## Exercise objective
Which lines in the entries below contain the string "alloy", with case counting? Pick out each such line and copy it in full.

## Given records

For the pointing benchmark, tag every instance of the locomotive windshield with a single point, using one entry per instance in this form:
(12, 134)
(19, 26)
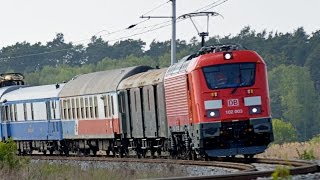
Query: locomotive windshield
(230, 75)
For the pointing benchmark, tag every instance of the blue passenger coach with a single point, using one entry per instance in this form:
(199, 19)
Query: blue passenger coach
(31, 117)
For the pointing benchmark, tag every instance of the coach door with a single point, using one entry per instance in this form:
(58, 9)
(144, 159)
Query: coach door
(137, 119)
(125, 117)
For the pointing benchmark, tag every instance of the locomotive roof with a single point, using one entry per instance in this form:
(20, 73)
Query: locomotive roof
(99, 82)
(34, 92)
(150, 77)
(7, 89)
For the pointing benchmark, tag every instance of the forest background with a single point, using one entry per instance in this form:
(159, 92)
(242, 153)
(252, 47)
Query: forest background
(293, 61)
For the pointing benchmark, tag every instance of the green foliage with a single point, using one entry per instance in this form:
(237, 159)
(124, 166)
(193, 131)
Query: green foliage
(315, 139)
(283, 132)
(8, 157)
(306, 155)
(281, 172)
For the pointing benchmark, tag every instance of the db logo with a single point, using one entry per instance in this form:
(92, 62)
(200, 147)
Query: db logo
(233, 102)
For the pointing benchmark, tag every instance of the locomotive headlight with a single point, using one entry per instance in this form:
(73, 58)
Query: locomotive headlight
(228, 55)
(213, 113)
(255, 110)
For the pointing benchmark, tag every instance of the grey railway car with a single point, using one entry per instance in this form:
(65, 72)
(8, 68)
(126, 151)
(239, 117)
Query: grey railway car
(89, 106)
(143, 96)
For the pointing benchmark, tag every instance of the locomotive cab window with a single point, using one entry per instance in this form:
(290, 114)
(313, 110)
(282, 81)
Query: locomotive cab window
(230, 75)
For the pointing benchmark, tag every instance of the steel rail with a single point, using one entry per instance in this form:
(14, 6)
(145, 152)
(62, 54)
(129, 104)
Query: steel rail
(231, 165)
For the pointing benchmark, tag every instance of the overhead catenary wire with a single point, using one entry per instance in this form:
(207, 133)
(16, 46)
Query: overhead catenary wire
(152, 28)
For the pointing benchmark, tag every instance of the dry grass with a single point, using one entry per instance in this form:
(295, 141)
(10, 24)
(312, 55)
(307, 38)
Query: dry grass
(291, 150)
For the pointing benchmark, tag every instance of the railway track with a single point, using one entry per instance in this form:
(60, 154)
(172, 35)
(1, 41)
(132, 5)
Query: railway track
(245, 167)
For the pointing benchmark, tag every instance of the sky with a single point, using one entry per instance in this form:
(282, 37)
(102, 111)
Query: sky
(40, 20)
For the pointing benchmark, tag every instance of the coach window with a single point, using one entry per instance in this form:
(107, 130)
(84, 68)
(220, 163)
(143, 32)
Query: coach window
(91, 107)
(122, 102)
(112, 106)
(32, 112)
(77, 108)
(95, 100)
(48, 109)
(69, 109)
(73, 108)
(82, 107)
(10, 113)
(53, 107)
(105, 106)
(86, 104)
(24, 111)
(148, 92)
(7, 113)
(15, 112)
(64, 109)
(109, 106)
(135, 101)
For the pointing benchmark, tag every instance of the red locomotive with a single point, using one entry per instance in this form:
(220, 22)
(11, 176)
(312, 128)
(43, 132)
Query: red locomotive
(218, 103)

--

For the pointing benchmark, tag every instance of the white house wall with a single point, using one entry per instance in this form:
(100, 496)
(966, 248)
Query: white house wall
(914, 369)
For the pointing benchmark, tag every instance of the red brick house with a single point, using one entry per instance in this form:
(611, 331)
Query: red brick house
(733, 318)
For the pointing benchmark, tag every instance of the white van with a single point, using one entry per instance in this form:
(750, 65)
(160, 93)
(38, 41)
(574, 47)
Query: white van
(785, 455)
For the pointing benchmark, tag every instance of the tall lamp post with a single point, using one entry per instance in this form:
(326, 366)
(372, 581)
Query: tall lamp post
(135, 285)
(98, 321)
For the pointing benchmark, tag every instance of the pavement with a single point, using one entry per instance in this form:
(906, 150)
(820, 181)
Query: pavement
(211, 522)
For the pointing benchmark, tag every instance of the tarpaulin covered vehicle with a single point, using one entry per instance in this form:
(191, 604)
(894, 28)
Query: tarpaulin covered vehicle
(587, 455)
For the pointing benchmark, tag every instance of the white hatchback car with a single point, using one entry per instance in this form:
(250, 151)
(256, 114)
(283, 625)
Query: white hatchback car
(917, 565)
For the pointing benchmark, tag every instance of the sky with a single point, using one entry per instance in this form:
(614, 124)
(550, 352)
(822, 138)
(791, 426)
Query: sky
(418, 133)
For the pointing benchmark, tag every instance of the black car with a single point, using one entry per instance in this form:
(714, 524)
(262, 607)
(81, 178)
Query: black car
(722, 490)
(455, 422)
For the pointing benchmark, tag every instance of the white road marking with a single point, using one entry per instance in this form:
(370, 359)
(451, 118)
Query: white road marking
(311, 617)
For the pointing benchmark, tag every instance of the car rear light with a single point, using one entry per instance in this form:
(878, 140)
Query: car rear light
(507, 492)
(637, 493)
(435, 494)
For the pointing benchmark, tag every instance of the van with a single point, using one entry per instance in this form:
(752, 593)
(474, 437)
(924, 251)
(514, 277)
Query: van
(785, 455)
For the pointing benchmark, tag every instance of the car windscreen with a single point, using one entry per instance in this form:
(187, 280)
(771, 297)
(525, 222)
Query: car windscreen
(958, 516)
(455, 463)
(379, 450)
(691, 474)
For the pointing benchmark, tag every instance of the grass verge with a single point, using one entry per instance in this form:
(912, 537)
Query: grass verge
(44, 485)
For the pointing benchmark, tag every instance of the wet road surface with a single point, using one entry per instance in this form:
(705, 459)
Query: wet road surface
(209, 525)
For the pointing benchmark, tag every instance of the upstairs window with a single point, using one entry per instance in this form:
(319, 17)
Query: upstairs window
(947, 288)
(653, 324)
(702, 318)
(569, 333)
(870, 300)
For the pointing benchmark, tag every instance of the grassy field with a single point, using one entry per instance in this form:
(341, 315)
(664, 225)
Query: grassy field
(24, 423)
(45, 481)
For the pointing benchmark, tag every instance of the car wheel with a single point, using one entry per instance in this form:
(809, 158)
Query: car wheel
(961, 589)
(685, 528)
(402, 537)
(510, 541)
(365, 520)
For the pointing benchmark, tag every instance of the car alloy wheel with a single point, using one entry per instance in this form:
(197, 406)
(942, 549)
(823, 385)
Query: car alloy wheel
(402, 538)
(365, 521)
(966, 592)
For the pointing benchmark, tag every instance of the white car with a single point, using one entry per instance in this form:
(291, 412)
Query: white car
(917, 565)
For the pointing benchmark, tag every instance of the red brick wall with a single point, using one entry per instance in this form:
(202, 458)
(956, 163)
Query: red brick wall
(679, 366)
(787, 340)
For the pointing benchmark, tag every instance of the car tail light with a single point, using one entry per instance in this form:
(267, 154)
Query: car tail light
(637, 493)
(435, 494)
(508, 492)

## Solved problem
For the pointing benchmark, tag every instance of the car alloy wheel with a single point, using one entry per instance in this form:
Query: car alloy wheel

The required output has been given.